TEXT EXTRACT:

Toddler/preschooler adoption boys and girls (and young boys specific challenges)

If you are interested in adopting older kids, that is older than infant, over 2 years of age..... well, you have likely learned that there are more boys than girls available for adoption in Ethiopia, in every age group, but the largest number are over the age of 3 or 4. When given the choice people often believe a girl will give them less grief and will bond faster. Is this true? Well, I don't really know, but I do know that adopting any child is a risk and you need to be educated before you dive right in, and certainly before your child comes home. I would like to share with you some of my thoughts on bringing boys into our home. If you have boys, well, you already know what to expect. I will say this one thing, any normal boy behavior that is exaggerated is a BIG HUGE sign of attachment and bonding issues as well as grief.  No, they are not just more active or wily or rowdy or whatever you call it, they are having issues with attachment. For those of you who have only girls right now and are considering adding a boy, this is a new ball game! WOW! I thought I was prepared. Wrong. For those of you  for whom this will be your first child. Well, a boy is a wonderful thing, you just have to harness all that wildness into tame and that is a lot of work. You will do just fine.

We adopted two preschool aged boys who were very close in age in 2008. Honestly, the whole process was very fast as they were waiting and older. 5 months sign with agency to home. We have two older daughters. At the time we adopted they were 9 and 10.

Some other posts that may be useful depending on where you are at:
Older child adoption post on blog
Artificial twinning post on  blog

From my reading and experience these are some things you should consider, in my opinion:

Time for toddlers/preschoolers:
*I would highly recommend getting Love and Logic or some sort of action/consequence logic based parenting book/program and knowing it well. Because you have no history with these children, and they are older, and established in behavior, you will need to rely heavily on a parenting technique you choose and be consistent with it. They are coming from chaos and will need a high level of order and consistency and nurture.
*Are you willing and able to stay home with them for the first year they are home? This is critical for attachment and bonding that they have you as their only care giver for this time.
*Example of what we are doing: 6 months home then 1/2 day preschool for 3 mornings a week (BIG HUGE Mistake!!) should have waited until a year home. After a year home  3 mornings of 1/2 day prek a week was ok with Serious mommy time on days home and afternoons home, when we missed this they acted up. We will do 1/2 day kinder. They will not have an entire day away from me until first grade. Due to insecure attachment our younger son will home school prek a second year before going to kinder to solidify the relationship while our oldest son is able to handle 1/2 day kinder all week in the fall.
*At four or five and certainly if older,  it is likely that they have experienced the typical Ethiopian spankings. More like child abuse in my opinion. My boys have unnatural fears and reactions to any form of physical punishment due to this. Even a thump on the hand brings an out of proportion fear and even shaking. Once we realized this we were able to alter things greatly. Time in and thinking times and re-do's have been great. They have fostered trust and responsibility.

PROBLEMS TO SOLVE:
A) Copy the stretch of the adoption post from "We adopted two" through "were 9 and 10.".
B) Count the lines of the records that contain the string "query", treating uppercase and lowercase as different, and reply with the number alone.
The adoption post and the records have no connection to each other.

ITEMS:
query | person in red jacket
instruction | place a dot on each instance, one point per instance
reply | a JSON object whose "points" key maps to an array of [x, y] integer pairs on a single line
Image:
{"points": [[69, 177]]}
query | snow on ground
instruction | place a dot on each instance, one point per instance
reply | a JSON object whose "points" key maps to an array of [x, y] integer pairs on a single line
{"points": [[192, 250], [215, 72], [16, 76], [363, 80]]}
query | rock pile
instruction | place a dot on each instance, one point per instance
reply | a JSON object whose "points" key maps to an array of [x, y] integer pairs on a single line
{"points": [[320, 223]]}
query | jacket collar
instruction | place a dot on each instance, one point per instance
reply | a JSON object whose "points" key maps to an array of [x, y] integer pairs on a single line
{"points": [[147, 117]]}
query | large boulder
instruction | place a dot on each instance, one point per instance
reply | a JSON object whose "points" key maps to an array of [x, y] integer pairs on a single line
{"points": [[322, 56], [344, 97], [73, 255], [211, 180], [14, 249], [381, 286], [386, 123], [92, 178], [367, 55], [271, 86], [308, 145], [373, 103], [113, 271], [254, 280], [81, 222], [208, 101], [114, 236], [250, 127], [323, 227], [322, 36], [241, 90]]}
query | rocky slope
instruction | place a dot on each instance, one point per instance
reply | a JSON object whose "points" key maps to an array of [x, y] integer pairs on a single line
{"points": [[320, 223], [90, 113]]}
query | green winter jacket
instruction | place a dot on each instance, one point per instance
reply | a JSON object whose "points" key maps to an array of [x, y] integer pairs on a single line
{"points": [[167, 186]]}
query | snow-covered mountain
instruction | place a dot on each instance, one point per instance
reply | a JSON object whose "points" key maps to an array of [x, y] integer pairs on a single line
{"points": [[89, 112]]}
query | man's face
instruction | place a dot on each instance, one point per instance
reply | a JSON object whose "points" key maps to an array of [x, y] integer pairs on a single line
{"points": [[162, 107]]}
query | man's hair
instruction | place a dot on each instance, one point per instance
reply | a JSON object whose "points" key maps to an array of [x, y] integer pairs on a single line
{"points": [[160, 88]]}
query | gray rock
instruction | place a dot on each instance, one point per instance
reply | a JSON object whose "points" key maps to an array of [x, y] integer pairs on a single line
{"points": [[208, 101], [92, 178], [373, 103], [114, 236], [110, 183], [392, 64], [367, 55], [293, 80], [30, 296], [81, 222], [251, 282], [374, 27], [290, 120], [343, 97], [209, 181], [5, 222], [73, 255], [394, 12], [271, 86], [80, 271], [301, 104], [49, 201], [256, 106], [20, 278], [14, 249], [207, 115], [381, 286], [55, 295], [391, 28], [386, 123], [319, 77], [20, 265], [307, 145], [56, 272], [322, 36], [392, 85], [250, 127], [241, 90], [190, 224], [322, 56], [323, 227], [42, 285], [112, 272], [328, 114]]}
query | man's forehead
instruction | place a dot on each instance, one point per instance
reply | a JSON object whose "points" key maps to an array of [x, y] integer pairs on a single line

LIST OF SOLUTIONS:
A)
We adopted two preschool aged boys who were very close in age in 2008. Honestly, the whole process was very fast as they were waiting and older. 5 months sign with agency to home. We have two older daughters. At the time we adopted they were 9 and 10.

B) 12